Natural-language object grounding data

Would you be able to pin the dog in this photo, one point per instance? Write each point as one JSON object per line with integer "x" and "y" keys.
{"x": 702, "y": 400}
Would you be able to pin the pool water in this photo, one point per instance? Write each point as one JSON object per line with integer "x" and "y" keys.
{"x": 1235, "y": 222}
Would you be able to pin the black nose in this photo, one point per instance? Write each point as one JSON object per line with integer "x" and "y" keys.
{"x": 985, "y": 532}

TASK TO COMPLETE: The full set of entries must be printed again without any alteration.

REPLY TO THE EXERCISE:
Would you be able to pin the dog in this photo, one point per instance? Write each point as one JSON object per line with integer "x" and "y" keys.
{"x": 702, "y": 400}
Would you be able to pin the pool water in this photo, one point per instance? Write each point as one JSON object per line with integer "x" and "y" keys.
{"x": 1235, "y": 222}
Would you be able to pin the black nose in this photo, one point per instance? Write each point as one JSON object per line with integer "x" and "y" keys.
{"x": 985, "y": 532}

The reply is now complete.